[Given problem]:
Repeat the lines of the listing below exactly, starting at the line that contains "Where can you see the person" and running through the last line, both included, and only those.

[Collected data]
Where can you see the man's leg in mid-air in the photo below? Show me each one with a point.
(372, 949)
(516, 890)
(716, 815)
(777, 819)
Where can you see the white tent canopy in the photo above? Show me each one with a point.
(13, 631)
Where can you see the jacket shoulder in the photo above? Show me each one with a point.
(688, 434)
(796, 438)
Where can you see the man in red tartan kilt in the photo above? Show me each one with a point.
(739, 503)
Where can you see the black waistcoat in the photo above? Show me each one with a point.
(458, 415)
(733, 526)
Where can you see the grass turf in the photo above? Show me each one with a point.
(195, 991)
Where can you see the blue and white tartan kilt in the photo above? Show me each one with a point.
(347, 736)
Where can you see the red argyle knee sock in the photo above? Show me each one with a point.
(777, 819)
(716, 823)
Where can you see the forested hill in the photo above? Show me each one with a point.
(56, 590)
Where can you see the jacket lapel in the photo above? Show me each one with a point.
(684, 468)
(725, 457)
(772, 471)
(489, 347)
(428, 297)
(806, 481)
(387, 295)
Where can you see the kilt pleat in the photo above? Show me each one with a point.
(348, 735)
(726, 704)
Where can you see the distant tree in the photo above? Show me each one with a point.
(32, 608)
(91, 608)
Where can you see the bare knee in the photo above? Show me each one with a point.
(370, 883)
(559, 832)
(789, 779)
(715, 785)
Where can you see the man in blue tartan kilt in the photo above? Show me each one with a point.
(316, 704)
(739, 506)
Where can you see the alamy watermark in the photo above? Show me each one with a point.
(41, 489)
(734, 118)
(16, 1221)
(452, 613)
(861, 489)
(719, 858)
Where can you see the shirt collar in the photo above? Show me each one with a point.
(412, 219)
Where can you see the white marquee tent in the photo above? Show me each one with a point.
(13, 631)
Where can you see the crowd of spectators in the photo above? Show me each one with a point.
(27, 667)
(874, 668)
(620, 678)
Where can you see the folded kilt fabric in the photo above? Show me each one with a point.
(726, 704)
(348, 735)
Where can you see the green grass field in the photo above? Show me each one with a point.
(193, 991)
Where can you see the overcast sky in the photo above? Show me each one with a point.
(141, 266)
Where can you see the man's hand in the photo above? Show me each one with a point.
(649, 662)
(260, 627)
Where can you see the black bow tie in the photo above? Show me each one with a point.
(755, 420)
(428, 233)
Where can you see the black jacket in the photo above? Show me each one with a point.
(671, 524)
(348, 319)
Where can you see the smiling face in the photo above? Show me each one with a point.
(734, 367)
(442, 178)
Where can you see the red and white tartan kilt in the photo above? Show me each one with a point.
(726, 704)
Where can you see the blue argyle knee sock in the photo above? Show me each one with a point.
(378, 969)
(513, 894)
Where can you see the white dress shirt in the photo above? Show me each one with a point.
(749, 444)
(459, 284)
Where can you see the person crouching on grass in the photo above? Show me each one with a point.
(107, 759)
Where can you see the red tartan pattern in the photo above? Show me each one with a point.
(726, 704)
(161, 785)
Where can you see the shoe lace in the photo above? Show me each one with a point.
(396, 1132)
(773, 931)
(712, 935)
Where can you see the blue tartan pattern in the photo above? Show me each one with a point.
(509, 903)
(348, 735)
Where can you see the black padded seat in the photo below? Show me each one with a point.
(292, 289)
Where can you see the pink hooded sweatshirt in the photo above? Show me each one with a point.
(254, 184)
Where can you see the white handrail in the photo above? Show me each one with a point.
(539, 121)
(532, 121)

[Correct answer]:
Where can you see the person crouching on grass in the photo above? Show me each one with a point.
(107, 759)
Where can you see the red tartan pattern in the photo above? Show me each one with a point.
(726, 704)
(161, 785)
Where can you see the shoe lace in the photo above? Show me each one with a point.
(396, 1132)
(773, 931)
(712, 935)
Where can you see the blue tartan pattern in the photo above? Show me each one with a point.
(509, 903)
(348, 735)
Where can you see the black padded seat in the photo below? Show me each one with a point.
(292, 289)
Where can you see the pink hooded sweatshirt in the photo above? Show me each one with a point.
(254, 184)
Where can you see the white handrail in the photo above? Show me each one with a point.
(539, 121)
(532, 121)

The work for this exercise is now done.